◆ FRAGMENTO PARA LEER
--------------------------------
El tiempo alterado, que por medio de elipsis, aceleraciones, cortes y pausas implementa pasados perdidos, futuros dudosos y la perturbadora invasión del presente, enseguida es identificado, pero ¿quiénes son los seres que hablan apoderándose de la primera persona que usa el poeta?, ¿desde dónde nos hablan? Puede que sea desde los remolinos que arma una memoria con la resaca de lecturas y películas vistas, desde los juegos y acertijos del otro que es el mismo, desde las mismísimas transformaciones frente al espejo, o desde la confusión que se instala por los desdoblamientos y reuniones de un coro extraño que nos resuena como si estuviera sonando en alguna entraña propia o cercana.

De todas maneras, cuando leí por primera vez los poemas de Rezzano sentí mucha curiosidad por el operador que hacía hablar a esas voces. ¿Qué clase de persona escribiría esto y por qué? Incluso sonreí: ¿escribe alguien estos poemas? El tono determinante que va avanzando con algo de amenaza sobre el lector parece provenir siempre de un lugar múltiple e indirecto pero a la vez conforma una entidad única. Sólo después de conocer a Rezzano personalmente y que me confesara el secreto que hoy develo, supe que el uso de la primera persona supone la elección de una puesta. Montar la escena es un acto de transformación gracias a esa primera persona que es ojo y máquina desde algún sitio desplazado. El poeta opera como usurpador del cuerpo de otro —hay cuerpos, no son sólo voces— para instalar en ese recipiente vacío una cámara, en el cuerpo de ese otro que también es un montaje escénico —cuerpos como locaciones, escenas como robots habitables—. Y en ese transporte vamos.
--------------------------------
◆ SECCIÓN DE DATOS
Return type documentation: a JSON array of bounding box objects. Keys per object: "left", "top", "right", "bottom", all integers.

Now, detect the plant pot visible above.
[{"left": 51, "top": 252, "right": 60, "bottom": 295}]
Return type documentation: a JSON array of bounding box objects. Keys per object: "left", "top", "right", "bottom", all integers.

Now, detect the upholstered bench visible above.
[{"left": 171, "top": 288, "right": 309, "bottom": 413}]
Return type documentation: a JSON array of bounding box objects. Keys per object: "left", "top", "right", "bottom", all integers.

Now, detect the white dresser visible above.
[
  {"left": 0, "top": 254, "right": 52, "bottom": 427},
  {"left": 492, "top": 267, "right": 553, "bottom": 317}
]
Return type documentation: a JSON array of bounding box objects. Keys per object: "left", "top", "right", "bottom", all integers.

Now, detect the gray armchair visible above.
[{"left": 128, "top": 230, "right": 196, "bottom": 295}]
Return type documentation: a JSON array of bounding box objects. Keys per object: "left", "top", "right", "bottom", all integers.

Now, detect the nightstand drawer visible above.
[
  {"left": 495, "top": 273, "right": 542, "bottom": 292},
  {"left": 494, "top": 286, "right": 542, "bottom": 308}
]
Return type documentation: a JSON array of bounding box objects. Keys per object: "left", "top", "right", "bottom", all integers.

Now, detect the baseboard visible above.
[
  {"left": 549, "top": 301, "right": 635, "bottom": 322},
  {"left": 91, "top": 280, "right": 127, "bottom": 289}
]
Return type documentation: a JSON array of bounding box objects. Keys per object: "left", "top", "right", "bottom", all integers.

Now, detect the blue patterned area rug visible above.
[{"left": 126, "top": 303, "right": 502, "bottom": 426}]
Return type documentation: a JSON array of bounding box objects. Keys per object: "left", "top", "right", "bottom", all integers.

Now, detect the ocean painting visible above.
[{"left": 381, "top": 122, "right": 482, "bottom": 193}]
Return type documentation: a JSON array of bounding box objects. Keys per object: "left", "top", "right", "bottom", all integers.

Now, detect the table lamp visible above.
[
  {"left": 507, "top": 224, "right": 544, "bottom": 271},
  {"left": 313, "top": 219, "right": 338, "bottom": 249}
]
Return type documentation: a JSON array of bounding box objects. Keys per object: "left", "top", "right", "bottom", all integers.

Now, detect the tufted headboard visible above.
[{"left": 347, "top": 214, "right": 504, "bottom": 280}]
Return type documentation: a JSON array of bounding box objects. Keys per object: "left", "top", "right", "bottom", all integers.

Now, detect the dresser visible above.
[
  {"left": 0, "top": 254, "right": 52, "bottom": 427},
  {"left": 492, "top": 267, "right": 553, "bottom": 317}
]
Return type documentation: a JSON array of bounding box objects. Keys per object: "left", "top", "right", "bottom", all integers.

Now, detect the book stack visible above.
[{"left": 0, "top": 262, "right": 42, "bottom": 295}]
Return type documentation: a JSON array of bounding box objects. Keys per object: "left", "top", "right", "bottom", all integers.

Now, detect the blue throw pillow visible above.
--------------------------------
◆ TAREAS DEL EJERCICIO
1 - Transcribe sin cambios la parte del fragmento sobre los poemas de Rezzano que empieza en las palabras "El tiempo alterado, que" y termina después de "propia o cercana.".
2 - Continúa el fragmento sobre los poemas de Rezzano a partir de su última oración.

◆ RESPUESTAS
1 -
El tiempo alterado, que por medio de elipsis, aceleraciones, cortes y pausas implementa pasados perdidos, futuros dudosos y la perturbadora invasión del presente, enseguida es identificado, pero ¿quiénes son los seres que hablan apoderándose de la primera persona que usa el poeta?, ¿desde dónde nos hablan? Puede que sea desde los remolinos que arma una memoria con la resaca de lecturas y películas vistas, desde los juegos y acertijos del otro que es el mismo, desde las mismísimas transformaciones frente al espejo, o desde la confusión que se instala por los desdoblamientos y reuniones de un coro extraño que nos resuena como si estuviera sonando en alguna entraña propia o cercana.

2 -
¿En qué, cómo, dónde conseguir que se deje estar, en definitiva que se entregue —o al menos se quede un rato quieto, atraído, demorado— un escéptico, un gracioso, un rebelde de solemnidades, un necesitado de acción renegado de la paz que huye del equilibrio final, un espíritu adolescente? En el terror tal vez, más precisamente en el montaje del terror, en la risa que provoca ese montaje —la escena del descuartizamiento que el propio ilusionista prepara, ejecuta y después desarma y desmiente—. No pasó nada (pero podría haber pasado).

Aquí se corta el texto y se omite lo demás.